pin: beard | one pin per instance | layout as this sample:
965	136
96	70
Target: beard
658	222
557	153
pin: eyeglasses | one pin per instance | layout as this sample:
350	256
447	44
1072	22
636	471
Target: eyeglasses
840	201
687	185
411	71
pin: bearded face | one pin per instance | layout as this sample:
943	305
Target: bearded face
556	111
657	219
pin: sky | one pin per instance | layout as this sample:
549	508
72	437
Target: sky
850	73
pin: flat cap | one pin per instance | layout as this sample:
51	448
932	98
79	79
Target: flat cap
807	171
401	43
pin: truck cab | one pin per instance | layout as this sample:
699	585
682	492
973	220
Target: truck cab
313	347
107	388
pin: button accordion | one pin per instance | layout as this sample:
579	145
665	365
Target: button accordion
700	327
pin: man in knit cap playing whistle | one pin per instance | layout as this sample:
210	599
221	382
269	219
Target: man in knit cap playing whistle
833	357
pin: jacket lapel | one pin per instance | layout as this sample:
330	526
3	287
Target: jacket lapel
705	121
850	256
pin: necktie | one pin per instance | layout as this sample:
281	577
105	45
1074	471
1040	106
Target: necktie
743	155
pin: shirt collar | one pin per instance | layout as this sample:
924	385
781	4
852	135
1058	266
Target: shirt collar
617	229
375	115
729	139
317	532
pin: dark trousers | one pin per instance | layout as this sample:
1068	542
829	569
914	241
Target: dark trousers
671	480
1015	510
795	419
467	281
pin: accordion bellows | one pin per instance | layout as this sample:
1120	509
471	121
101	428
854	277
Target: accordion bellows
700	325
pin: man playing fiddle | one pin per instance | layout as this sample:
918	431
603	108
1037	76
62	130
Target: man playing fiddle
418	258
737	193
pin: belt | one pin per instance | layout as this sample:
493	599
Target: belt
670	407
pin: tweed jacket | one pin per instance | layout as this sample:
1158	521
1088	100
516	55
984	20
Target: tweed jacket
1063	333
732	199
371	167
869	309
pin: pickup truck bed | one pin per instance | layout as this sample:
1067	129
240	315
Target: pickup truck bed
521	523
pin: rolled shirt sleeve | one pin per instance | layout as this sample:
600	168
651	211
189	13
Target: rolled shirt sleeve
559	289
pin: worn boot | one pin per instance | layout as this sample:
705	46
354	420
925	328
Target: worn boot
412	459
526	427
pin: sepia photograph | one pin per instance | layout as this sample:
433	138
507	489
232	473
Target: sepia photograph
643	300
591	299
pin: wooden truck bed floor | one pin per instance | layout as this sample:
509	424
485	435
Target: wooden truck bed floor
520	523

####################

### Exercise task
Rewrite all the lines above, putting "one point per item" wherever "one pin per instance" appears and changing nothing else.

### Output of the exercise
pin: beard | one point per item | layout as this sample:
965	136
96	70
Target: beard
658	222
557	153
pin: eyeglasses | one point per item | layout as this sample:
350	256
447	44
1072	22
636	471
Target: eyeglasses
840	201
687	185
411	71
pin: bearded face | one point per item | layout as this sample:
943	305
Target: bearded face
556	111
657	219
pin: sky | one point per item | layout as this sample:
549	508
72	437
Target: sky
850	73
pin: flat cap | one point per item | layout as this sample:
51	448
932	98
79	79
Target: flat cap
807	171
401	43
pin: truck cab | one point per item | layout as this sample:
699	585
682	492
973	220
Target: truck cab
313	347
107	388
pin: button accordion | one point per item | layout as this sample:
579	145
665	365
Target: button accordion
700	327
pin: man in knit cap playing whistle | one point per item | layout as this sample:
210	599
221	382
269	219
Target: man in knit cap playing whistle
833	357
pin: jacket lapel | one point per item | layout as this sample:
330	526
3	287
Target: jacket lapel
705	121
850	256
pin: necktie | one point per item | layout as this sample:
281	577
105	45
1074	471
1040	106
Target: necktie
743	155
pin: shirt collar | one point per item | layout as this sample:
924	385
781	4
852	135
1058	266
Target: shirt collar
617	229
375	115
729	139
317	532
pin: dark trousers | one point per item | layout as this sample:
1068	542
829	569
914	241
Target: dark trousers
671	480
1015	510
795	419
467	281
pin: accordion bellows | one point per item | layout as this sample:
1120	509
471	121
101	428
854	277
Target: accordion bellows
700	325
pin: man playing fiddle | one point per item | layout as this sample:
918	431
603	108
1037	76
62	130
Target: man playing fiddle
418	258
737	193
pin: belt | one point per item | layout as this sample:
493	599
Target: belt
670	407
pin: tweed jacket | one point per item | layout as this sample:
1158	521
1088	100
516	55
984	20
Target: tweed jacket
1063	333
732	199
371	167
869	309
pin: pickup truck bed | one point per item | layout as this sample:
1067	129
240	315
Target: pickup truck bed
521	523
pin: rolled shirt sleeve | one point per item | layout as this sample:
600	168
651	211
189	13
Target: rolled shirt sleeve
559	289
pin: worn boot | one point per item | layout as this sample:
705	46
354	420
925	328
Target: worn boot
412	459
526	427
pin: sepia photograph | one point per item | layout as this sample:
433	138
507	489
232	473
Target: sepia photograph
643	300
591	299
pin: wooden truck bed floor | one point per item | layout as this sample:
509	424
485	435
Target: wooden truck bed floor
520	523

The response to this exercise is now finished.